━━ MATERIAL

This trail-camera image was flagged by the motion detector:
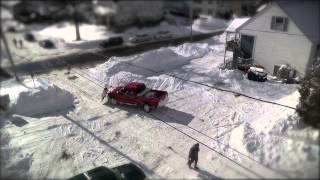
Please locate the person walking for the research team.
[19,39,23,49]
[188,143,200,169]
[101,85,108,102]
[12,38,18,48]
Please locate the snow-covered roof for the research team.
[226,17,250,32]
[276,0,320,43]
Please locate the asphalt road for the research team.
[6,30,223,75]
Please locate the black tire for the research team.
[143,104,151,113]
[108,98,118,105]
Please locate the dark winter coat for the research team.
[189,144,200,160]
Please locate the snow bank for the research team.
[90,43,210,90]
[226,17,250,32]
[36,23,108,43]
[11,79,74,116]
[192,16,228,30]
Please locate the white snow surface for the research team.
[1,34,319,179]
[90,32,319,177]
[1,79,74,117]
[226,17,250,32]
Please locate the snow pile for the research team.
[170,43,209,58]
[192,16,228,30]
[132,48,192,72]
[36,23,107,43]
[226,17,250,32]
[90,43,210,90]
[11,79,74,116]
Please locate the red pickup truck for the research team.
[108,82,169,112]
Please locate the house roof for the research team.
[237,0,320,44]
[276,0,320,44]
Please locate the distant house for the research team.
[236,0,320,76]
[189,0,261,16]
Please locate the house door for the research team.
[240,35,254,58]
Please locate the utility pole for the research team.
[71,1,81,41]
[189,0,193,42]
[0,27,19,81]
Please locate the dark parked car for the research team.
[24,32,36,42]
[39,39,56,49]
[248,67,267,82]
[100,36,123,48]
[69,163,146,180]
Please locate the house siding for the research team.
[238,3,313,76]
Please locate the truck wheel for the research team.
[143,104,151,113]
[110,98,117,105]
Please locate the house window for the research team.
[193,8,201,14]
[271,16,288,31]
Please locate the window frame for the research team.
[270,16,289,32]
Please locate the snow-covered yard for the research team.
[1,5,227,67]
[1,34,319,179]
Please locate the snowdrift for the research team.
[11,79,74,116]
[90,43,209,87]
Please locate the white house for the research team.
[236,0,320,76]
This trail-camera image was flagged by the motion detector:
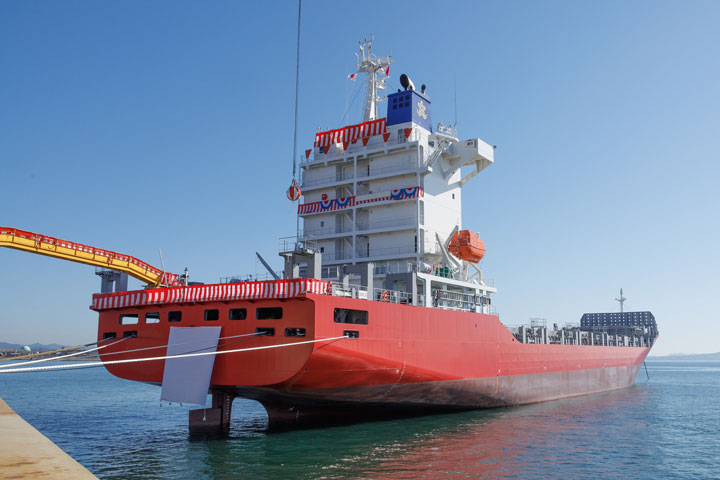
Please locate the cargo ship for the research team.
[0,40,658,431]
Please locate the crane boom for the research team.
[0,227,181,286]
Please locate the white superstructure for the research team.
[281,40,496,311]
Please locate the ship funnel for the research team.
[400,73,415,90]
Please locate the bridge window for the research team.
[334,308,368,325]
[255,307,282,320]
[120,313,138,325]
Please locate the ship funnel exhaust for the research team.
[400,73,415,90]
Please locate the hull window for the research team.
[334,308,368,325]
[285,328,305,337]
[120,313,138,325]
[255,307,282,320]
[343,330,360,338]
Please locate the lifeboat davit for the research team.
[448,230,485,263]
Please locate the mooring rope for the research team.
[0,337,131,369]
[0,335,349,374]
[87,333,262,357]
[0,338,110,362]
[0,333,268,370]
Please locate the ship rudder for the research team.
[188,390,236,436]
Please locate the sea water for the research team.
[0,362,720,480]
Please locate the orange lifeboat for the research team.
[448,230,485,263]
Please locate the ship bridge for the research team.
[281,38,496,316]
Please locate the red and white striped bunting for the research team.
[90,278,331,310]
[298,187,425,215]
[315,118,387,147]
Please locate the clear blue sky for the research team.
[0,0,720,354]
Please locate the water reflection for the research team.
[0,364,720,480]
[186,387,651,479]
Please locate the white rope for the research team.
[0,335,349,374]
[0,337,130,368]
[88,333,262,358]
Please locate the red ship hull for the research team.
[93,284,650,421]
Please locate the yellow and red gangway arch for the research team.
[0,227,181,287]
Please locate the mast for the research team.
[615,288,627,313]
[356,33,394,122]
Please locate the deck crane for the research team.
[0,227,182,287]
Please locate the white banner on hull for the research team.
[160,327,222,406]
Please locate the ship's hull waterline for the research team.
[93,294,649,422]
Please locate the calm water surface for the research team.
[0,362,720,479]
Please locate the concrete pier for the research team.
[0,398,97,480]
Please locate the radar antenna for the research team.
[355,33,395,122]
[615,288,627,313]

━━━━

TASK DIRECTIONS: Update the data above so that every occurrence of "research team" reads "field crew", keeping all other text unchanged. Leave the pictures out of the rewritten version.

WRITTEN ANSWER:
This trail-camera image was flagged by the motion detector:
Please locate the person walking for the field crew.
[19,39,23,49]
[188,143,200,169]
[101,85,108,102]
[12,38,18,48]
Please locate the snow-covered roof for the field crew.
[226,17,250,32]
[276,0,320,43]
Please locate the asphalt road for the field crew.
[6,30,223,75]
Please locate the black tire for the field crew.
[143,104,151,113]
[108,98,118,105]
Please locate the dark winter coat for the field crew.
[189,144,200,160]
Please locate the snow bank for the field crew.
[90,43,210,90]
[226,17,250,32]
[36,23,108,43]
[11,79,74,116]
[192,16,228,30]
Please locate the white snow surface for the field crew.
[1,34,319,179]
[90,32,319,177]
[1,79,74,117]
[226,17,250,32]
Please locate the snow pile for the field crew.
[170,43,209,58]
[192,16,228,30]
[132,48,192,72]
[36,23,107,43]
[226,17,250,32]
[90,43,210,90]
[11,79,74,116]
Please locate the red pickup truck for the field crew.
[108,82,169,112]
Please locate the house roof for the field crew.
[237,0,320,44]
[276,0,320,44]
Please locate the distant house for the field crew.
[236,0,320,76]
[189,0,261,16]
Please locate the house door for the field crew.
[240,35,254,58]
Please locate the utility pole for the field crew.
[71,1,81,41]
[189,0,193,42]
[0,27,19,81]
Please locate the dark parked car for the field crew.
[24,32,36,42]
[39,39,56,49]
[248,67,267,82]
[100,36,123,48]
[69,163,146,180]
Please locate the house siding for the field crew.
[238,3,313,76]
Please locate the truck wheel for the field crew.
[143,104,151,113]
[110,98,117,105]
Please locate the house window for the field crew.
[193,8,201,14]
[271,16,288,31]
Please locate the window frame for the field crew.
[270,16,289,32]
Please locate the snow-covered yard for the field crew.
[1,5,227,67]
[1,34,319,179]
Please locate the snowdrift for the field crew.
[11,79,74,116]
[90,43,209,87]
Please locate the white house for the field crew.
[236,0,320,76]
This trail-camera image was flagged by the motion detector:
Please locate the cargo ship for the field crew.
[0,40,658,431]
Please locate the crane boom for the field crew.
[0,227,181,286]
Please locate the white superstructure for the field crew.
[281,40,496,311]
Please locate the ship funnel for the field crew.
[400,73,415,90]
Please locate the bridge window for the field crew.
[334,308,368,325]
[255,307,282,320]
[120,313,138,325]
Please locate the ship funnel exhaust for the field crew.
[400,73,415,90]
Please locate the hull window for the field crew.
[334,308,368,325]
[285,328,305,337]
[120,313,138,325]
[255,307,282,320]
[343,330,360,338]
Please locate the lifeboat davit for the field crew.
[448,230,485,263]
Please locate the mooring rope for the field crew.
[0,337,131,369]
[0,335,349,374]
[87,333,262,357]
[0,338,110,362]
[0,333,268,370]
Please locate the ship rudder for the field crew.
[188,390,236,436]
Please locate the sea water for the field crew.
[0,362,720,480]
Please locate the orange lifeboat for the field crew.
[448,230,485,263]
Please locate the ship bridge for the field crew.
[281,38,496,316]
Please locate the red and white striped bunting for the field crew.
[90,278,331,310]
[298,187,425,215]
[315,118,387,147]
Please locate the clear blue sky for the field crew.
[0,0,720,354]
Please locate the water reflection for the field crew.
[0,364,720,480]
[186,387,651,479]
Please locate the white rope for the field crew.
[0,335,349,374]
[0,337,130,368]
[88,333,262,358]
Please locate the red ship hull for the field crew.
[93,284,650,421]
Please locate the yellow and red gangway arch for the field crew.
[0,227,181,287]
Please locate the mast for the field crew.
[615,288,627,313]
[356,33,394,122]
Please locate the deck crane for the field crew.
[0,227,182,287]
Please locate the white banner on hull for the field crew.
[160,327,222,406]
Please locate the ship's hull waterline for the field crew.
[93,294,649,422]
Please locate the calm water surface for the field crew.
[0,362,720,479]
Please locate the concrete pier for the field crew.
[0,398,97,480]
Please locate the radar antenna for the field crew.
[355,33,395,122]
[615,288,627,313]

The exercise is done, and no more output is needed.